--- start ---

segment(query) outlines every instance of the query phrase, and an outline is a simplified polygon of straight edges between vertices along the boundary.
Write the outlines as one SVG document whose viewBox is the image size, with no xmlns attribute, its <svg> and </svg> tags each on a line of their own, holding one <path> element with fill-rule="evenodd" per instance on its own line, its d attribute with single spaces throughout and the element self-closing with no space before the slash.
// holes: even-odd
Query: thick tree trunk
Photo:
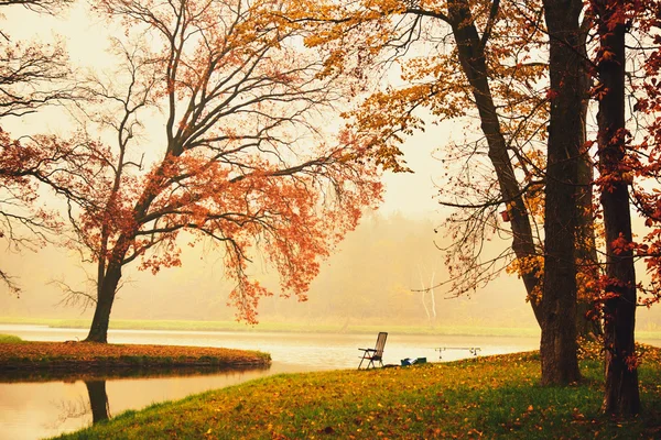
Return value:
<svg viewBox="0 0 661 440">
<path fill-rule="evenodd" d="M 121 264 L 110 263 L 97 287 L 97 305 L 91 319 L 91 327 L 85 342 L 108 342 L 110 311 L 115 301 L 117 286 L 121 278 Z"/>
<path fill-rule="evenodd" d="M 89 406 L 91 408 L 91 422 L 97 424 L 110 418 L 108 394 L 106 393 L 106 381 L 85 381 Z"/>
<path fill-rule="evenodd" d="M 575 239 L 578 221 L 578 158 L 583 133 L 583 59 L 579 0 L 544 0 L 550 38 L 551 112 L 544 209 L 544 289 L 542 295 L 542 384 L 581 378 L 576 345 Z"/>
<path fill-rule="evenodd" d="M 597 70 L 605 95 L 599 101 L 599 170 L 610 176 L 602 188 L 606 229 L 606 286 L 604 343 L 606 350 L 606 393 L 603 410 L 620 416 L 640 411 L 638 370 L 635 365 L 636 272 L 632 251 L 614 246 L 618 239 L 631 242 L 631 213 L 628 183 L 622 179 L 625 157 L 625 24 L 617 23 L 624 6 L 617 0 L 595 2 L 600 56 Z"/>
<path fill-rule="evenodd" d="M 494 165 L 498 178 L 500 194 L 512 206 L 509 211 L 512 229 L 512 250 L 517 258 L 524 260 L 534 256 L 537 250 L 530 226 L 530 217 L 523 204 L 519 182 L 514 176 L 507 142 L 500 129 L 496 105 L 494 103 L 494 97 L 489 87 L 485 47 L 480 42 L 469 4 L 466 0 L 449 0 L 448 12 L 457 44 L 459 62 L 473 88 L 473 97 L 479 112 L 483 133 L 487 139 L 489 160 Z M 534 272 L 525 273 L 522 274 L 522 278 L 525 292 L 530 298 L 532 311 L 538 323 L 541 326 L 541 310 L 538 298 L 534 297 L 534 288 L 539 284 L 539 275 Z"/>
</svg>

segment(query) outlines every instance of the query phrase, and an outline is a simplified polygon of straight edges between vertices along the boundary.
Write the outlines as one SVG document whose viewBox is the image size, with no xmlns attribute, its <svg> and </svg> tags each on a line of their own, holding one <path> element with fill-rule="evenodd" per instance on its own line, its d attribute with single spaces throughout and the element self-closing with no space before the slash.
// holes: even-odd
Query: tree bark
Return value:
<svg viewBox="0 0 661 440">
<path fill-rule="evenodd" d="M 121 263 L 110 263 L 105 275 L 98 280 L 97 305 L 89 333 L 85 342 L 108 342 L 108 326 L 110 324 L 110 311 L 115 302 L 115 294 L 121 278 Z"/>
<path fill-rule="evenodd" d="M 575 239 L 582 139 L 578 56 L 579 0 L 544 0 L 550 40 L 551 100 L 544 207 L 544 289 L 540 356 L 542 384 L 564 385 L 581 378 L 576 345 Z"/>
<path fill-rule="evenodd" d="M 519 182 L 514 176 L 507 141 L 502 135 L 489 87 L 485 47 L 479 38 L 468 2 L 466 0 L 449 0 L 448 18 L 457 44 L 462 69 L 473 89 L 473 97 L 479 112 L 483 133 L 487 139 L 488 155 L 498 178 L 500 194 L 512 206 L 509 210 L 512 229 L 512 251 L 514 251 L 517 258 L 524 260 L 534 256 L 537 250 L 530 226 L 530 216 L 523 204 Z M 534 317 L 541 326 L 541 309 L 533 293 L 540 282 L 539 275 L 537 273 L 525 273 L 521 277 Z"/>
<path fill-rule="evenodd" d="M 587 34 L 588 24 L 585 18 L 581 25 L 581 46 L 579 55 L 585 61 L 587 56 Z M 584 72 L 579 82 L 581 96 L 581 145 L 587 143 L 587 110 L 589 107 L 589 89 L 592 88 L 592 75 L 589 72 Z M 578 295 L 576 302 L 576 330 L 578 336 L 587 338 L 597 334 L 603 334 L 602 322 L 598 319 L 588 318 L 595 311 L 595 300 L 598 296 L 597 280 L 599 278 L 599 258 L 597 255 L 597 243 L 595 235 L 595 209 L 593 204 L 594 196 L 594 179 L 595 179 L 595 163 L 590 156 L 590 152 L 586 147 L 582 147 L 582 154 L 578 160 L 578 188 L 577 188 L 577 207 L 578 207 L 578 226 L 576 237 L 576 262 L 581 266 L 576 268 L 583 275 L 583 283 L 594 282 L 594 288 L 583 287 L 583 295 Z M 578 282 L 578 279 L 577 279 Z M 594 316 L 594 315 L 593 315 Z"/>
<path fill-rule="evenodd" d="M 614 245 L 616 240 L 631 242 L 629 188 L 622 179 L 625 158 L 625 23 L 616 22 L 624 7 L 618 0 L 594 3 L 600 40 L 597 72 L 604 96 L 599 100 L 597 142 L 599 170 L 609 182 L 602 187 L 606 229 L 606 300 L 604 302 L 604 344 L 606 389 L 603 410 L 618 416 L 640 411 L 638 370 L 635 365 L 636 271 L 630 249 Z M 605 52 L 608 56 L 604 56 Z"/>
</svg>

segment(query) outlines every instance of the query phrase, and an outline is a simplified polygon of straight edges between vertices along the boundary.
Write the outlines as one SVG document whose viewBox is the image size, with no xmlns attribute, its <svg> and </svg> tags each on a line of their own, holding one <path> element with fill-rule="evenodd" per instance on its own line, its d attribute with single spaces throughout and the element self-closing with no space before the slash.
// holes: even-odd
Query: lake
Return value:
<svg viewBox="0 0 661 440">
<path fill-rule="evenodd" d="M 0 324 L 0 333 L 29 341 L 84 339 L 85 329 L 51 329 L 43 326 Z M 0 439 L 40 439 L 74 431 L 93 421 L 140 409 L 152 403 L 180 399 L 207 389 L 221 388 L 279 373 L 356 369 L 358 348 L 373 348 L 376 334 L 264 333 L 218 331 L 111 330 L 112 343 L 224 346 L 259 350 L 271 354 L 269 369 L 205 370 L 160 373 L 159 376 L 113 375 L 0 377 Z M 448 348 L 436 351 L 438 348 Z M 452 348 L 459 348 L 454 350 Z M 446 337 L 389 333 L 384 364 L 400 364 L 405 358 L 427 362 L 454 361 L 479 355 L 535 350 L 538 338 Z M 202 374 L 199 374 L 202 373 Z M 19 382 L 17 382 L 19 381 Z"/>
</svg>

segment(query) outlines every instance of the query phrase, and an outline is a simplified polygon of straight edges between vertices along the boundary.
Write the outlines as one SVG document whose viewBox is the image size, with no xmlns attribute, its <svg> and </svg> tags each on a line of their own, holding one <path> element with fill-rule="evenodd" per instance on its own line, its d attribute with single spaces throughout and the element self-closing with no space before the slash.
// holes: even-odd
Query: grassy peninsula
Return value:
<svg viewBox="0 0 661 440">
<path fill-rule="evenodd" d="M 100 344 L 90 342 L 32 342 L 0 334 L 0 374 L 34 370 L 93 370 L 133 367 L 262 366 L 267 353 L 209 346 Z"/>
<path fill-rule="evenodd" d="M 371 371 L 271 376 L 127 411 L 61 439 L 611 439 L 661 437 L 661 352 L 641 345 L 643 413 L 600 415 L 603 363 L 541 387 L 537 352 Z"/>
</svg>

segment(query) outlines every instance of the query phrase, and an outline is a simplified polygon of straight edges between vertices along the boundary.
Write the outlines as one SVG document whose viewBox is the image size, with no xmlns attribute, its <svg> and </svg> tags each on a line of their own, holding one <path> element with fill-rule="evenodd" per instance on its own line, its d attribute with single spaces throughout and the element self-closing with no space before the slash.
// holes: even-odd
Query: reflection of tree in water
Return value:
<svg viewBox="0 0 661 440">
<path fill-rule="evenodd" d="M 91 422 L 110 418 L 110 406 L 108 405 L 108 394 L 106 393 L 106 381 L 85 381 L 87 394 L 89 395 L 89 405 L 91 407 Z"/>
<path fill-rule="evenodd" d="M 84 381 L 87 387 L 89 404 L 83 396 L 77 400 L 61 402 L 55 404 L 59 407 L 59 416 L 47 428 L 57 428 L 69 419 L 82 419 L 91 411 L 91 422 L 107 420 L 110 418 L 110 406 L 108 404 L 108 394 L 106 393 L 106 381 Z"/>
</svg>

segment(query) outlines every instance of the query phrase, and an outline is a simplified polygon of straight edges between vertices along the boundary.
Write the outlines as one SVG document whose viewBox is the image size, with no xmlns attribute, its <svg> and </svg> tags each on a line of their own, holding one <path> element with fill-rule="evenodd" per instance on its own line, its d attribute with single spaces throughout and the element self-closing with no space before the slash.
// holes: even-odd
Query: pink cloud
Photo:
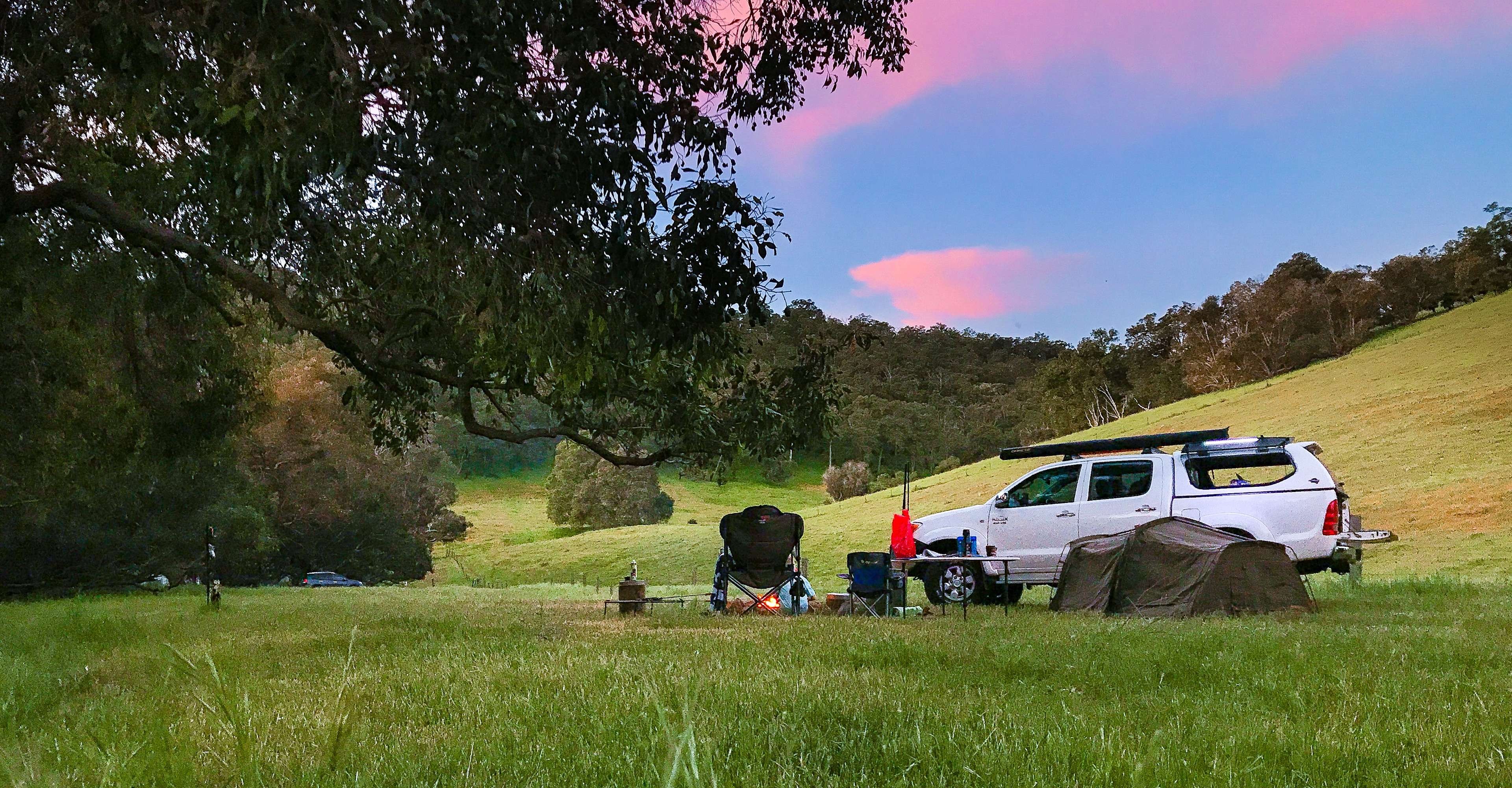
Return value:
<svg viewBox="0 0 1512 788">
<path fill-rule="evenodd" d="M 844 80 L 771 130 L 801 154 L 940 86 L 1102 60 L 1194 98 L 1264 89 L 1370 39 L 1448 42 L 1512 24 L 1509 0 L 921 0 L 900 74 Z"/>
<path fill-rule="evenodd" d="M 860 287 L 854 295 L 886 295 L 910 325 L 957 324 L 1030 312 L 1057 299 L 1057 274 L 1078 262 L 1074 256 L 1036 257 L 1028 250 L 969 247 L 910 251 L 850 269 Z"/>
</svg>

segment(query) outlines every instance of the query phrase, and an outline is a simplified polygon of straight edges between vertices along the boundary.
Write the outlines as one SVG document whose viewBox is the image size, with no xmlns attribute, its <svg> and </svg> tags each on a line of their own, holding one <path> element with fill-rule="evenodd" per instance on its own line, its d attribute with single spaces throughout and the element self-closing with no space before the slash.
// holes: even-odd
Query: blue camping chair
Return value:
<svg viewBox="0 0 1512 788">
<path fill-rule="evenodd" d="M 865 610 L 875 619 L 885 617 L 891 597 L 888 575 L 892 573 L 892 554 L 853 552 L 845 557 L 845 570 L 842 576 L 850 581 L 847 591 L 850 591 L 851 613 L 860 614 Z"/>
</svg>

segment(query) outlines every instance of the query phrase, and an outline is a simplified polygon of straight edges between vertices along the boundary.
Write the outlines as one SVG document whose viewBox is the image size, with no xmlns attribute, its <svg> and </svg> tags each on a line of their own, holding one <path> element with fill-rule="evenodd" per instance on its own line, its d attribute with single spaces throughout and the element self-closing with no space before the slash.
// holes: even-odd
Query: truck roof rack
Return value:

--- end ---

*Exercise requirements*
Revise the rows starting at the very beginning and ending at the line that contains "121 264 L 110", changing "Return value" to "Output" and leaving everything else as it is. Leave the pictures out of your answer.

*The completed task*
segment(query) outlines every instance of the query phrase, and an outline is a simplified polygon of straight edges between vertices along the boundary.
Write the outlines as one SVG document whose viewBox is the image size, with no xmlns attribute, its <svg> and </svg> tags each on a line of their own, holding one <path> element with fill-rule="evenodd" per instance on its own line, its d attribute with single spaces throughout and the element self-closing with no space before the slash.
// holes: even-odd
Query: thick tree trunk
Photo:
Output:
<svg viewBox="0 0 661 440">
<path fill-rule="evenodd" d="M 121 264 L 110 263 L 97 287 L 97 305 L 91 319 L 91 327 L 85 342 L 108 342 L 110 311 L 115 301 L 117 286 L 121 278 Z"/>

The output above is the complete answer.